What you are asked to do - Rewrite all of the data below, changing each "occurrences" to "instances" and leaving every other word untouched.

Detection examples
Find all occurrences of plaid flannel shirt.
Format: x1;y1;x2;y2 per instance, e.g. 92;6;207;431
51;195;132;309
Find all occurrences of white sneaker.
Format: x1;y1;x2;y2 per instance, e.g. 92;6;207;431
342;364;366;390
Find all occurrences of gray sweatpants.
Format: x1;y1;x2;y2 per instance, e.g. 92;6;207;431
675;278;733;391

Answer to the exercise -
Find all instances of plaid flannel shirt.
Format: x1;y1;x2;y2 per instance, e.g. 92;6;207;431
51;195;132;309
Find all instances of white sneaker.
Format: x1;y1;x2;y2 per instance, e.g. 92;6;207;431
342;364;366;390
Find all instances of gray sweatpants.
Format: x1;y1;x2;y2 per instance, e.g. 92;6;207;431
675;278;733;391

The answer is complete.